About this exercise:
Copy out each line below exactly as written.

[Start of Attachment]

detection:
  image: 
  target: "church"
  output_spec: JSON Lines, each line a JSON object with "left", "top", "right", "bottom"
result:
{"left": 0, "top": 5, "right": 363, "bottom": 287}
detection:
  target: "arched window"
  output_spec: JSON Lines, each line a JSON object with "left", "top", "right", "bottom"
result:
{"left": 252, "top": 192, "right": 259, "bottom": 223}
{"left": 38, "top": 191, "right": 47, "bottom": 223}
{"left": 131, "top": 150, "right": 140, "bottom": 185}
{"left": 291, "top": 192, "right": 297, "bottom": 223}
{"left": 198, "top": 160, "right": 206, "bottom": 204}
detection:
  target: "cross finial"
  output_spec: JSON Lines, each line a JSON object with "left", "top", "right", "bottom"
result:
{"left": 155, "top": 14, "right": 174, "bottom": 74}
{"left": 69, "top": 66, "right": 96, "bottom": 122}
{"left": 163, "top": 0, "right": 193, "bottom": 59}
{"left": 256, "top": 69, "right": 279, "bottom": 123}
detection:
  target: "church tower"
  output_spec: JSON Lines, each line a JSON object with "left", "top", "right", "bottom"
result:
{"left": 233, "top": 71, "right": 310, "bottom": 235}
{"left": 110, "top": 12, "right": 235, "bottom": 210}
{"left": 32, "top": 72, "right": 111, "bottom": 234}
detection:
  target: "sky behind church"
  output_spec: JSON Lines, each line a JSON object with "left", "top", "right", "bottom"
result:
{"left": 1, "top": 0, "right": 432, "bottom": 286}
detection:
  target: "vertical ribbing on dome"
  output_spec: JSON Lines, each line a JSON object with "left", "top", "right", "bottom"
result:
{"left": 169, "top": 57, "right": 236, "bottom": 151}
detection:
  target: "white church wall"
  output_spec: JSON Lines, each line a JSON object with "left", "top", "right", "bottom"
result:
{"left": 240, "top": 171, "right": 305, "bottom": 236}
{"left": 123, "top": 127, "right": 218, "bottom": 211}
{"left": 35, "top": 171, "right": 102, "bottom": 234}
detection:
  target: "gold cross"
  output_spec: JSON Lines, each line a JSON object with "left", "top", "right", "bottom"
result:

[End of Attachment]

Written solution:
detection:
  image: 
  target: "church"
  output_spec: JSON Lines, each line a JSON object with "left", "top", "right", "bottom"
result:
{"left": 0, "top": 5, "right": 363, "bottom": 287}
detection:
  target: "arched window"
  output_spec: JSON Lines, each line a JSON object with "left", "top", "right", "bottom"
result:
{"left": 252, "top": 192, "right": 259, "bottom": 223}
{"left": 38, "top": 191, "right": 47, "bottom": 223}
{"left": 131, "top": 150, "right": 140, "bottom": 185}
{"left": 291, "top": 192, "right": 297, "bottom": 223}
{"left": 198, "top": 160, "right": 206, "bottom": 204}
detection:
  target: "cross finial"
  output_spec: JSON Lines, each line a JSON object with "left", "top", "right", "bottom"
result:
{"left": 155, "top": 14, "right": 174, "bottom": 74}
{"left": 69, "top": 66, "right": 96, "bottom": 122}
{"left": 163, "top": 0, "right": 193, "bottom": 59}
{"left": 256, "top": 69, "right": 279, "bottom": 123}
detection:
  target: "church tower"
  output_spec: JSON Lines, each line a JSON object with "left", "top", "right", "bottom"
result:
{"left": 233, "top": 71, "right": 310, "bottom": 235}
{"left": 110, "top": 12, "right": 235, "bottom": 210}
{"left": 32, "top": 72, "right": 111, "bottom": 234}
detection:
  target: "sky behind church"
  output_spec: JSON Lines, each line a JSON object with "left", "top", "right", "bottom"
result:
{"left": 1, "top": 0, "right": 432, "bottom": 286}
detection:
  target: "vertical ribbing on dome"
  output_spec: JSON Lines, each line a JSON object with "left", "top", "right", "bottom"
result:
{"left": 169, "top": 57, "right": 236, "bottom": 151}
detection:
  target: "white church wall"
  output_spec: JSON Lines, each line a JSON object with "left", "top", "right", "bottom"
result:
{"left": 240, "top": 171, "right": 305, "bottom": 236}
{"left": 123, "top": 127, "right": 218, "bottom": 211}
{"left": 35, "top": 171, "right": 102, "bottom": 234}
detection:
  target: "gold cross"
  output_spec: JSON Lines, each line a JSON object with "left", "top", "right", "bottom"
result:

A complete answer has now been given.